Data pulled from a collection

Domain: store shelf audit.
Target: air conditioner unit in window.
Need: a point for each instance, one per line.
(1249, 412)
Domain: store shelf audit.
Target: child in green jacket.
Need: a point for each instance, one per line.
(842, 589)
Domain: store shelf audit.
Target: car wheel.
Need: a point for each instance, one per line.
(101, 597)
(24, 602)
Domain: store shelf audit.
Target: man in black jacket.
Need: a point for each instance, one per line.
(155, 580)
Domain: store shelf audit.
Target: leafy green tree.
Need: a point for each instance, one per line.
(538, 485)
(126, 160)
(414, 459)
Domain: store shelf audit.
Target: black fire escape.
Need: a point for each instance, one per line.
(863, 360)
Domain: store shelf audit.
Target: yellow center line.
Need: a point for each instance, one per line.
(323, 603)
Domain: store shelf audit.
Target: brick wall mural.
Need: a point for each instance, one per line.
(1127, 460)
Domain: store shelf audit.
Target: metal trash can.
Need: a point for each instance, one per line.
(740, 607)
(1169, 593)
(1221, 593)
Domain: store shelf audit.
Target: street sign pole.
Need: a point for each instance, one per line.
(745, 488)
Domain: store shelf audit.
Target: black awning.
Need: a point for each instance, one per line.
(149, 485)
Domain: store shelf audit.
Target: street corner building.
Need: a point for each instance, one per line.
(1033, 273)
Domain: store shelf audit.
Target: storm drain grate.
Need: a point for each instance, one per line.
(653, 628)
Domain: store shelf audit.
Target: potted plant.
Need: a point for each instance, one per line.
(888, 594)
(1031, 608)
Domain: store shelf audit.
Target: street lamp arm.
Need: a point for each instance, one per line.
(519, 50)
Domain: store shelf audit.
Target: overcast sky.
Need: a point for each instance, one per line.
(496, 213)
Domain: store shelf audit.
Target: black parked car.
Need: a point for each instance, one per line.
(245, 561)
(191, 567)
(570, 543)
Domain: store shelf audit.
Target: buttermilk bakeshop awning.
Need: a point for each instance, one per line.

» Exercise prompt
Copy every one of the lines above word for word, keeping their order.

» Solution for this exercise
Domain: store shelf audit.
Target: air conditioner unit in window.
Need: a point for each instance, one per line.
(1249, 412)
Domain: store shelf audit.
Target: child in green jacket.
Need: a point for each instance, one per line.
(842, 589)
Domain: store shelf audit.
Target: car wheel.
Need: a point for each instance, one per line.
(101, 597)
(24, 602)
Domain: store shelf audit.
Target: man in black jacket.
Need: a point for each instance, one per line.
(155, 580)
Domain: store shelf audit.
Target: leafy green tree.
Need: a point for each instance, one per line.
(538, 485)
(126, 160)
(414, 459)
Domain: store shelf audit.
Target: black fire escape.
Need: a point for each instance, one per line.
(863, 360)
Domain: store shelf audit.
Target: yellow center line.
Need: a point for each instance, one per line.
(323, 603)
Domain: store shelf audit.
Target: brick wall mural.
Need: a point for each instance, one per line.
(1127, 460)
Domain: store shelf audit.
Target: metal trash can.
Need: a point for each instance, one per line.
(740, 607)
(1169, 593)
(1221, 593)
Domain: store shelf audit.
Target: street sign pole.
Need: a point for each instance, one per line.
(745, 488)
Domain: store shelf audit.
Target: black awning.
Need: a point for each instance, one per line.
(149, 485)
Domain: store shelf audit.
Target: street corner building.
Need: a point for each instance, one per line.
(1033, 273)
Domain: store shelf audit.
Target: storm drain grate.
Need: a point for each instance, one per line.
(653, 628)
Domain: store shelf audit.
Target: potted plant.
Need: a point for each instance, one per line.
(888, 594)
(1031, 608)
Domain: store shelf audit.
Target: street lamp arm.
Need: a point for each instance, one per line.
(519, 50)
Domain: store shelf audit.
Target: overcast sky.
Need: a point for each instance, one per line.
(496, 213)
Domain: store shelf audit.
Target: black parked car.
Need: a point for each instance, one per line.
(245, 561)
(191, 567)
(570, 543)
Domain: store shelf audit.
Target: buttermilk bakeshop awning.
Need: a point for each instance, one per line.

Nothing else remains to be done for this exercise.